The exercise: Copy the material below word for word, keeping every line in its original order. Leave the pictures out of your copy.

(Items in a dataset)
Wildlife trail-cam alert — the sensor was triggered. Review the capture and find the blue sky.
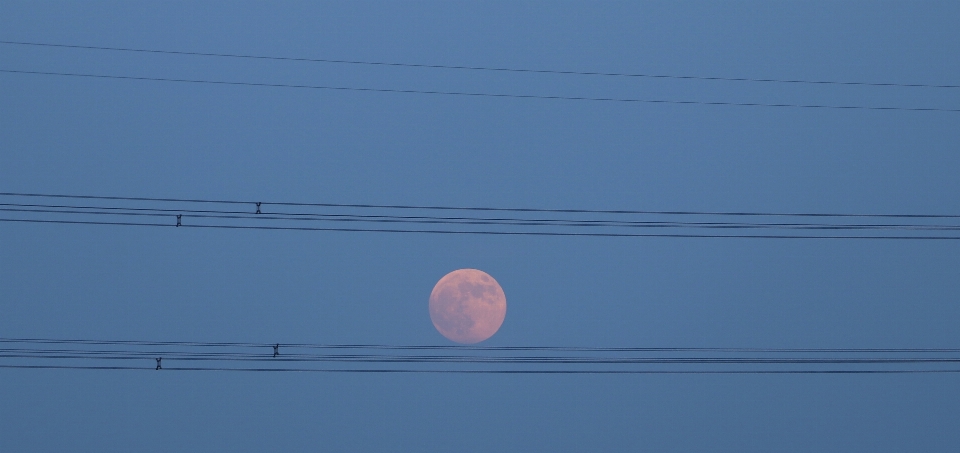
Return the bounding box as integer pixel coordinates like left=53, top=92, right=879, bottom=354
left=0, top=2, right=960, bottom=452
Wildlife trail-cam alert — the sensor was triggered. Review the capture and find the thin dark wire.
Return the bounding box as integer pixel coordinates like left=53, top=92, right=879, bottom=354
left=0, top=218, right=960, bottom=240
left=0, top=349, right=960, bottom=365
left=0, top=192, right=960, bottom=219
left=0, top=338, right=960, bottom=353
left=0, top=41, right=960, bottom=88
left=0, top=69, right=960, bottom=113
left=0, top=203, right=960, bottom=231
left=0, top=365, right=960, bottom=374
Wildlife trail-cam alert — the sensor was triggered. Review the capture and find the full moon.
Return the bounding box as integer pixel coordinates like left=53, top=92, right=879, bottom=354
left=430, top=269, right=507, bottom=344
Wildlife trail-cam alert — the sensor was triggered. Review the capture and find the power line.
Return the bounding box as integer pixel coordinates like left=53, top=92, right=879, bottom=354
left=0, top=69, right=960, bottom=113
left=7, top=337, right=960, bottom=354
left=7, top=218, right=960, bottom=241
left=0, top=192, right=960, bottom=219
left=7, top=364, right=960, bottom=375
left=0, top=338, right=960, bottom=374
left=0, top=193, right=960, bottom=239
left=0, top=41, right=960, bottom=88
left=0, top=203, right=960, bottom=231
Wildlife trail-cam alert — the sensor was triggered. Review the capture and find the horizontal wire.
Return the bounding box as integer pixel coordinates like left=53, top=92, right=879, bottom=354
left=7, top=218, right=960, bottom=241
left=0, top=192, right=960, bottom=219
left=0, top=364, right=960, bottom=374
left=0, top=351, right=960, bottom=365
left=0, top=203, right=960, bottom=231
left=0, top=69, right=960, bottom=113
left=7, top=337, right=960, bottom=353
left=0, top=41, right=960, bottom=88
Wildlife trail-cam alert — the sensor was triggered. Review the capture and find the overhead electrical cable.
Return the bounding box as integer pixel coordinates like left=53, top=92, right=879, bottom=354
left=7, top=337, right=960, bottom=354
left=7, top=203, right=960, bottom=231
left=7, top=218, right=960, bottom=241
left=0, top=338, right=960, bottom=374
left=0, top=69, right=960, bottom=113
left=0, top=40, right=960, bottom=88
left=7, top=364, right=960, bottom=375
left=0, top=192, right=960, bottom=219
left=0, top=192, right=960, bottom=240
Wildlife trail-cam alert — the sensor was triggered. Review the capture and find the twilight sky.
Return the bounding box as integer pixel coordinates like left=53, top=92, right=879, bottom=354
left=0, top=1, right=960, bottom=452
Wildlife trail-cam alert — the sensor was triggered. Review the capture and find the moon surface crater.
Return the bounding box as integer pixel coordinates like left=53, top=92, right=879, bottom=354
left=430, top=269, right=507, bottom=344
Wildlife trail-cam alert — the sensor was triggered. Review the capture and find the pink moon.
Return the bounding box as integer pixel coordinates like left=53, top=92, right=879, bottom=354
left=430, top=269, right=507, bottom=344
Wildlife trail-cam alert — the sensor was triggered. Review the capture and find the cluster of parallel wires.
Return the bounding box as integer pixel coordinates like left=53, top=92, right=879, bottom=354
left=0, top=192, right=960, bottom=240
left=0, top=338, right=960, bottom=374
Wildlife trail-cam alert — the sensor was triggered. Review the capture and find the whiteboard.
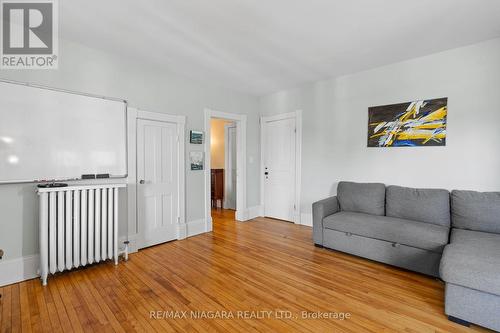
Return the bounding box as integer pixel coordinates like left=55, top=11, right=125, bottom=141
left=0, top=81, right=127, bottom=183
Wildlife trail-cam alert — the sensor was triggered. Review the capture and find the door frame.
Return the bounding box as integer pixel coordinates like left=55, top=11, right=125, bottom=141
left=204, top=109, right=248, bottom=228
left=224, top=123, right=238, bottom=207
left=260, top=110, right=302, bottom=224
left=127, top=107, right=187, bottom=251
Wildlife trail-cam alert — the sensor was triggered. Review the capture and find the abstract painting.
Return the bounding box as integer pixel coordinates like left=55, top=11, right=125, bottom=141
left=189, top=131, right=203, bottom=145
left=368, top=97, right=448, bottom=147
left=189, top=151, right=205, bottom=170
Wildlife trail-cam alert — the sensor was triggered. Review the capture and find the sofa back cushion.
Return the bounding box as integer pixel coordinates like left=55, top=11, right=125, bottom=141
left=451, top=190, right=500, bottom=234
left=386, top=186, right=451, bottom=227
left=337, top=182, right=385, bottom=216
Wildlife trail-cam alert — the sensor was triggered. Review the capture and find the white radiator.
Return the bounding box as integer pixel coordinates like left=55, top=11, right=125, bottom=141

Exercise solution:
Wildlife trail-cam alert — the sensor was triggered. Review the capture and find the blue sky.
Return the bounding box as integer pixel coordinates like left=53, top=92, right=879, bottom=354
left=0, top=2, right=960, bottom=452
Wildlife trail-cam alert — the sensor was triggered. Review the capture and find the thin dark wire.
Return the bounding box as integer pixel coordinates like left=53, top=92, right=879, bottom=354
left=0, top=218, right=960, bottom=240
left=0, top=349, right=960, bottom=365
left=0, top=192, right=960, bottom=219
left=0, top=338, right=960, bottom=353
left=0, top=41, right=960, bottom=88
left=0, top=69, right=960, bottom=113
left=0, top=203, right=960, bottom=231
left=0, top=365, right=960, bottom=374
Wildlife trail-cam alert — the sensor was triggered. Review the capture and find the full moon.
Return the bounding box as integer pixel coordinates like left=53, top=92, right=879, bottom=354
left=430, top=269, right=507, bottom=344
Wildlife trail-cam alert — the sensor was triggered. Review the capture and find the power line.
Return the bounding box as integer pixel coordinates like left=53, top=92, right=879, bottom=354
left=0, top=69, right=960, bottom=113
left=7, top=337, right=960, bottom=354
left=7, top=218, right=960, bottom=241
left=0, top=192, right=960, bottom=219
left=7, top=364, right=960, bottom=375
left=0, top=338, right=960, bottom=374
left=0, top=193, right=960, bottom=239
left=0, top=41, right=960, bottom=88
left=0, top=203, right=960, bottom=231
Wildlife trail-cam alert — the sensor was triggered. Review the capture and find the horizontal wire.
Return the bounding box as integer pixel coordinates like left=53, top=92, right=879, bottom=354
left=7, top=218, right=960, bottom=241
left=0, top=192, right=960, bottom=219
left=0, top=364, right=960, bottom=374
left=0, top=351, right=960, bottom=365
left=0, top=203, right=960, bottom=231
left=0, top=69, right=960, bottom=113
left=7, top=337, right=960, bottom=353
left=0, top=41, right=960, bottom=88
Wildlife trail-cam alert — the sensor was triggered. Review the capture and find the overhead electrical cable.
Return the bounding box as integer pixel coordinates like left=53, top=92, right=879, bottom=354
left=7, top=337, right=960, bottom=354
left=7, top=203, right=960, bottom=231
left=7, top=218, right=960, bottom=241
left=0, top=338, right=960, bottom=374
left=0, top=69, right=960, bottom=113
left=0, top=40, right=960, bottom=88
left=7, top=364, right=960, bottom=375
left=0, top=192, right=960, bottom=219
left=0, top=192, right=960, bottom=240
Wildlife trail-cam alert — the sensor was triggered. Review the capture and find the twilight sky.
Return the bounding box as integer pixel coordinates like left=53, top=92, right=879, bottom=354
left=0, top=1, right=960, bottom=452
Wildlife trail-cam alert — the sensor was triggered. Review the capture and find the moon surface crater.
Return the bounding box as integer pixel coordinates like left=53, top=92, right=879, bottom=354
left=430, top=269, right=507, bottom=344
Wildlife trail-cam alert — the sensor was triggered. Review the capture and find the pink moon.
Return the bounding box as integer pixel coordinates like left=53, top=92, right=879, bottom=354
left=430, top=269, right=507, bottom=344
Wildlife trail-cam alert — the sensor was triggered. Review the capture and find the cluster of parallel wires.
Return the bounding box as integer pixel coordinates like left=53, top=92, right=879, bottom=354
left=0, top=192, right=960, bottom=240
left=0, top=338, right=960, bottom=374
Wildlife trail-cam alert — the sensor was triggered. Review the capture and find the whiteboard.
Return the bounding box as integer pixel coordinates like left=55, top=11, right=125, bottom=141
left=0, top=81, right=127, bottom=183
Wildlife trail-cam alert — the sensor was triggered. Review the capture and find the door frame.
Return the bounding box as integer pixel coordinates like left=55, top=11, right=125, bottom=141
left=204, top=109, right=248, bottom=228
left=224, top=123, right=238, bottom=207
left=260, top=110, right=302, bottom=224
left=127, top=107, right=187, bottom=251
Wildlife trail-cam alert — the sensor was triggered. Review the capture and find the abstract painting.
Return the bounding box as integer pixel coordinates like left=55, top=11, right=125, bottom=141
left=189, top=131, right=203, bottom=145
left=368, top=97, right=448, bottom=147
left=189, top=151, right=205, bottom=170
Wildlife trail-cam alert — the sensor was triggered. Review the capture and find the sofa back cushion.
Return the bounding box as integer pixel coordinates like left=55, top=11, right=125, bottom=141
left=451, top=190, right=500, bottom=234
left=386, top=186, right=451, bottom=227
left=337, top=182, right=385, bottom=216
Wildlife trail-cam alert — the sensor was triggered. Review the capture and find the white radiator.
Return the bounding box as integer pixel coordinates like left=55, top=11, right=125, bottom=141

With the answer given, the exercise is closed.